● **Point placement rows**
※

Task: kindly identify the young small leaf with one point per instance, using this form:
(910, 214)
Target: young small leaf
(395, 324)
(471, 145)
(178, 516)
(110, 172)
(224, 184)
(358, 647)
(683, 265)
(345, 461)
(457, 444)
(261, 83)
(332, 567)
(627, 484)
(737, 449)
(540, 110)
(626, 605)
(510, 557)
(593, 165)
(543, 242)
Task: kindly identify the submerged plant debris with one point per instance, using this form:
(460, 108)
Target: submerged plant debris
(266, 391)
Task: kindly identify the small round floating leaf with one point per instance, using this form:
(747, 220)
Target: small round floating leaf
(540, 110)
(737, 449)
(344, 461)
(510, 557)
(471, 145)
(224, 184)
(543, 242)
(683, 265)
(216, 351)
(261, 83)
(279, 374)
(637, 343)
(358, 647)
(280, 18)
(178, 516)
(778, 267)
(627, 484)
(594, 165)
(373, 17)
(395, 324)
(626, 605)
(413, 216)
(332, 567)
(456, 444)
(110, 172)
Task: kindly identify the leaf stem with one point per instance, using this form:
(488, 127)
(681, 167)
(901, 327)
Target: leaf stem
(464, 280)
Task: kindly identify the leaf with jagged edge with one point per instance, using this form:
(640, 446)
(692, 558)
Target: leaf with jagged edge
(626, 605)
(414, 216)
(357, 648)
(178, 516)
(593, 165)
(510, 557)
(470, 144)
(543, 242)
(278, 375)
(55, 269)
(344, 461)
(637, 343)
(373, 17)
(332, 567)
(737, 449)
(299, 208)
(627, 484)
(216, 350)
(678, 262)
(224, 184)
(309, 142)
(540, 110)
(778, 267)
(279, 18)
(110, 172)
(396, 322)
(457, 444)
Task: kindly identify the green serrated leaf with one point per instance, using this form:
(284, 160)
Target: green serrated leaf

※

● **Task to complete**
Rewrite the rows from the line holding "Task: kindly identify the leaf with" through the last row, inclusive, with the requests included. Shift every coordinate in the answer points by adding 78, and leave the requests and their sample points unchanged.

● **Correct answer**
Task: kindly identify the leaf with jagged edge with one point per instance, using this form:
(640, 446)
(692, 558)
Target: leaf with jagged edge
(704, 683)
(492, 294)
(435, 726)
(256, 594)
(671, 243)
(588, 635)
(548, 222)
(621, 320)
(356, 453)
(133, 347)
(422, 539)
(715, 421)
(451, 95)
(410, 645)
(815, 527)
(377, 286)
(705, 562)
(294, 428)
(756, 340)
(302, 262)
(387, 220)
(618, 188)
(856, 345)
(357, 96)
(188, 250)
(474, 400)
(535, 522)
Task: kindly identify the green serrated leaf with one point per instance, using this form:
(284, 160)
Target: green serrated leaf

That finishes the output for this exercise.